__Goal__.
Write the records out again, keeping each line exactly as it is.

__Extracted records__.
_ _ _ _

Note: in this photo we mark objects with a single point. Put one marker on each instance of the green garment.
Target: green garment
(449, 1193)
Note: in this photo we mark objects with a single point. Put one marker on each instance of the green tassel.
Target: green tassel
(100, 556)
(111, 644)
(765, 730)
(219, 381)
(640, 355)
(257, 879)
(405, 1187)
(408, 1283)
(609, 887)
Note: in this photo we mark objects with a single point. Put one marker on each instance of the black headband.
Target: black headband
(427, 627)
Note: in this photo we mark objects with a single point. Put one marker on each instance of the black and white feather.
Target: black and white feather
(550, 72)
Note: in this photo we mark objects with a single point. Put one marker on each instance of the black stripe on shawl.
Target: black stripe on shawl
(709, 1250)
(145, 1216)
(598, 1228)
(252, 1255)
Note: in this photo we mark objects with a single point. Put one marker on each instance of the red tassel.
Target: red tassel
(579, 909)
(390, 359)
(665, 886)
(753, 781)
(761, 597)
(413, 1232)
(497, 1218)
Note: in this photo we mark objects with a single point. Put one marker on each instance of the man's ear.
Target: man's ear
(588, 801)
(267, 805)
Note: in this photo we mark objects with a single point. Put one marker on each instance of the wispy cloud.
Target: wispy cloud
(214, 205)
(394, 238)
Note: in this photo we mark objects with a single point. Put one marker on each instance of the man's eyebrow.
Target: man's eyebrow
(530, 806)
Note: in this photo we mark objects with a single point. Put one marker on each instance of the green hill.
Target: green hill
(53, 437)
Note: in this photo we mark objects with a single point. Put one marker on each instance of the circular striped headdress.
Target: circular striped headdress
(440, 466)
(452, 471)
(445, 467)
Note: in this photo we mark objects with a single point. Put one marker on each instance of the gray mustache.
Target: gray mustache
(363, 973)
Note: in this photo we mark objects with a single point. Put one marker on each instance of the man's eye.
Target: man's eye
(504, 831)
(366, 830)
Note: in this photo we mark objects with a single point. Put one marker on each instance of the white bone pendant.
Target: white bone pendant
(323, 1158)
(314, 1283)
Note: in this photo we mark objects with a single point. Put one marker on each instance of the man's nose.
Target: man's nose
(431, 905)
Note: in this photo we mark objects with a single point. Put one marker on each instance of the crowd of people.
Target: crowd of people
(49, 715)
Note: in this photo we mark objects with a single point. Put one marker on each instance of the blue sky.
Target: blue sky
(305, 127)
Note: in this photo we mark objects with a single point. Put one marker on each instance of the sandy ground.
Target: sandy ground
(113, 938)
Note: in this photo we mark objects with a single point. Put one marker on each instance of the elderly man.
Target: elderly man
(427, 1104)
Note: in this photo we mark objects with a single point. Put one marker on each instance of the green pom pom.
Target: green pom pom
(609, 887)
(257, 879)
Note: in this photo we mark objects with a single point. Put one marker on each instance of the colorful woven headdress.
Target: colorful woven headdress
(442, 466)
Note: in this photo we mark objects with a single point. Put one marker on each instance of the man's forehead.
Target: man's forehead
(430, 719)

_ _ _ _

__Solution for this problem__.
Note: in this photo we mark objects with a single point. Put one marker on each instance of the green garment.
Target: green garment
(449, 1193)
Note: in this photo we mark objects with a single point. Put one marker on each instance of the green tassel.
Target: green tassel
(100, 556)
(111, 644)
(765, 730)
(219, 381)
(640, 355)
(257, 879)
(405, 1187)
(408, 1283)
(609, 887)
Note: in this photo we mark objects with a single point. Put one marker on each instance of the black headband.
Target: black headband
(427, 627)
Note: in this photo we mark objects with a single point. Put one marker on each instance of the black and white feather.
Target: black and white feather
(550, 72)
Note: in this photo we mark objects with a single point. Put one marker on each instance of the black stripe on shawl.
Target: black stripe on shawl
(709, 1250)
(145, 1216)
(598, 1228)
(252, 1255)
Note: in this photo we mark objects with a single point. Put one marker on each instance of the red tassel.
Target: red tassel
(579, 909)
(390, 359)
(665, 886)
(753, 781)
(761, 597)
(413, 1232)
(497, 1218)
Note: in this photo we mark objects with a single point. Put one marker on each instance of the man's ear.
Target: man's ear
(588, 801)
(267, 805)
Note: in this photo we mark objects with a single point. Put one marker on each instance of the wispy cloud.
Target: wispy cloud
(214, 205)
(394, 238)
Note: in this photo we mark objects with a single point. Put one marker on each instance of the man's eyebrow.
Target: man's eyebrow
(530, 806)
Note: in this photo we mark objects with a single point. Put one marker on each instance of the green hill.
Target: green hill
(53, 437)
Note: in this photo we mark objects with a single point. Put one marker on each instance of the circular striped headdress.
Target: circular striped headdress
(440, 466)
(452, 471)
(445, 467)
Note: in this photo we mark objects with a single point. Put one marker on each instance of the gray mustache.
Target: gray mustache
(363, 973)
Note: in this photo we mark objects with a single point. Put one marker on each instance of the man's eye.
Target: man's eye
(504, 831)
(366, 830)
Note: in this photo we mark objects with a single point. Put one marker on each instance of the white bone pendant.
Target: white bone pendant
(323, 1158)
(314, 1283)
Note: in this photo we mark objects with a single point. Put one marker on each instance of the man's nose.
Target: man's nose
(431, 905)
Note: in this photo we mark objects with a single point. Put one marker on each instance of the crowd of people.
Target: crowd of people
(49, 715)
Note: in this photo we mark objects with a single point. Put one marker on each instance of the blue sky.
Target: blue sky
(305, 127)
Note: in this photo we mark objects with a single point. Put one marker on each instance of the sandy ground.
Target: sandy ground
(113, 938)
Note: in this photo we mark objects with a single point. Put one marker on each instance of the elderly man.
Target: elderly man
(427, 1104)
Note: in this photo we mark objects with a single point. Put one marker on each instance of the green pom pom.
Target: green pom pom
(609, 887)
(257, 879)
Note: in this photo we mark objects with a single point. Put one marker on each instance of the colorful woven headdress.
Target: colorful woven headdress
(442, 466)
Note: in this photo we mark objects with a single point. Put one marker on each instance of the man's forehead.
Target: man's forehead
(430, 719)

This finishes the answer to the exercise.